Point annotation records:
========================================================================

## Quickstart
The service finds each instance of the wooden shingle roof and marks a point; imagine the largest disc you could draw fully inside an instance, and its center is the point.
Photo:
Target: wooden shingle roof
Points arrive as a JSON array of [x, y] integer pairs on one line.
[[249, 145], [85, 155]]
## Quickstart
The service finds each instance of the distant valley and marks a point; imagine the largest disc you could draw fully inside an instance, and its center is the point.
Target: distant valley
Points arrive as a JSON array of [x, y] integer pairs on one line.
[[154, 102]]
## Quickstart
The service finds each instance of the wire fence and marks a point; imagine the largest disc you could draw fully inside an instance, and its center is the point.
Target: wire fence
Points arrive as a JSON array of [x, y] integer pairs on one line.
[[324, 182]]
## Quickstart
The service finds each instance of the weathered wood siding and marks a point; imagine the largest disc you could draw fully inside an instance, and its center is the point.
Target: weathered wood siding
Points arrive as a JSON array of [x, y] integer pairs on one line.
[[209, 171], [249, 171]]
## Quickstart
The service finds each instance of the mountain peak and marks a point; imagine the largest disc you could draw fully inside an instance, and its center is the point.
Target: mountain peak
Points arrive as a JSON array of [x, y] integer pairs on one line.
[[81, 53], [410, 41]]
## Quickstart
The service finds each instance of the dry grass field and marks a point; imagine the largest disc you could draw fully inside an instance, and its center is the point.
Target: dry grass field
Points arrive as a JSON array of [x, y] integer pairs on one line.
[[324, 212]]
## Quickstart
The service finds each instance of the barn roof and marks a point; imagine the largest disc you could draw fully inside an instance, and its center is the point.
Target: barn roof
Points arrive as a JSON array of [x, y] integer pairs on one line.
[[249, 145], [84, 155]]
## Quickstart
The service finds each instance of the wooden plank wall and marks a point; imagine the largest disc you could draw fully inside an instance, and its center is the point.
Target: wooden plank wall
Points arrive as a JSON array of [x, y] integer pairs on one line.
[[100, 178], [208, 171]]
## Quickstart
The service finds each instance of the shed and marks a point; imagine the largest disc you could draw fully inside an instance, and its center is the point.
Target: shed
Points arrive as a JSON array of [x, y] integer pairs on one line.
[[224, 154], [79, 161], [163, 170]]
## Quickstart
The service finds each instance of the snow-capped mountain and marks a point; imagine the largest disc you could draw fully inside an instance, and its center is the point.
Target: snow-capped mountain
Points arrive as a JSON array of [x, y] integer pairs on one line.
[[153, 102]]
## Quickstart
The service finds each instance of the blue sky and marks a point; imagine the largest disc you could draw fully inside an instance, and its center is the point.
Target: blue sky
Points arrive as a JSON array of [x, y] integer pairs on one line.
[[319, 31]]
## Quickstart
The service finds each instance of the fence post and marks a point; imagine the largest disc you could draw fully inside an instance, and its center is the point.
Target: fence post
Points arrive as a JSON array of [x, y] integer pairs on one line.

========================================================================

§ Written instruction:
Write out all of the data above verbatim, preserving every line without alteration.

§ Answer below:
## Quickstart
The service finds each instance of the wooden shingle roof and marks a point; imagine the largest disc you could draw fully inside an instance, and its center is the point.
Photo:
Target: wooden shingle roof
Points arrive as a JSON array of [x, y] integer pairs on one line.
[[249, 145], [85, 155]]
## Quickstart
The service finds each instance of the distant valley and marks a point; imagine the largest disc you could draw fully inside an instance, and its center is the point.
Target: distant valley
Points arrive as a JSON array of [x, y] integer pairs on one line.
[[154, 102]]
## Quickstart
The service finds each instance of the wire fence and marks a point; imagine the largest disc you could draw fully inside an instance, and its center is the point.
Target: wire fence
Points arrive as a JSON array of [x, y] integer pairs on one line.
[[324, 182]]
## Quickstart
The service finds each instance of the weathered wood siding and marks a point; imagine the largest disc you could draw fully inside an instance, and its center is the point.
Target: weathered wood siding
Points arrive as a JSON array of [x, y] integer pairs on one line.
[[209, 171], [249, 171]]
## Quickstart
The service finds each instance of the mountain peak and marks a point; imagine the largest disc you could draw fully inside an instance, and its center is the point.
Target: mountain peak
Points arrive as a JSON array of [x, y] integer pairs on one line.
[[81, 53], [410, 41]]
## Quickstart
The service finds each instance of the dry grass field and marks a point; imagine the largest disc you could draw fully inside an instance, and its center is the point.
Target: dry grass field
Points arrive as a JSON array of [x, y] integer pairs on one line.
[[324, 212]]
## Quickstart
The service finds each instance of the barn roof and marks a point; imagine the largest disc you could draw fully inside an instance, and its center is the point.
Target: barn roof
Points arrive as a JSON array of [x, y] integer pairs on one line.
[[249, 145], [84, 155]]
## Quickstart
The service finds each instance of the wooden plank wall and marks a point; imagine the largest disc you could draw fully inside an instance, and its center is the point.
Target: wooden plank wall
Points arrive as a JSON array of [x, y] integer pairs on one line.
[[100, 178], [208, 171]]
## Quickstart
The service finds each instance of the shed and marks a point; imagine the largest disc you could draw fully inside an instance, and its center is the point.
Target: shed
Points arrive as a JSON array of [x, y] integer pairs on one line.
[[224, 154], [79, 161], [163, 170]]
## Quickstart
The service finds each instance of the snow-capped mountain and marks a point; imagine the largest disc you could draw fully inside an instance, and its center is the point.
Target: snow-capped mountain
Points arrive as a JSON array of [x, y] integer pairs on one line.
[[153, 102]]
## Quickstart
The service finds each instance of the blue sky and marks a point; imagine the largest disc you could draw fully inside an instance, and its center is the point.
Target: blue sky
Points arrive as a JSON array of [x, y] integer pairs on one line.
[[319, 31]]
## Quickstart
The service finds each instance of the fence post and marks a point; imagine the largest disc you could draw fully inside an instance, and its center is the point.
Target: fence post
Points arrive as a JSON array of [x, y] integer pairs on one line.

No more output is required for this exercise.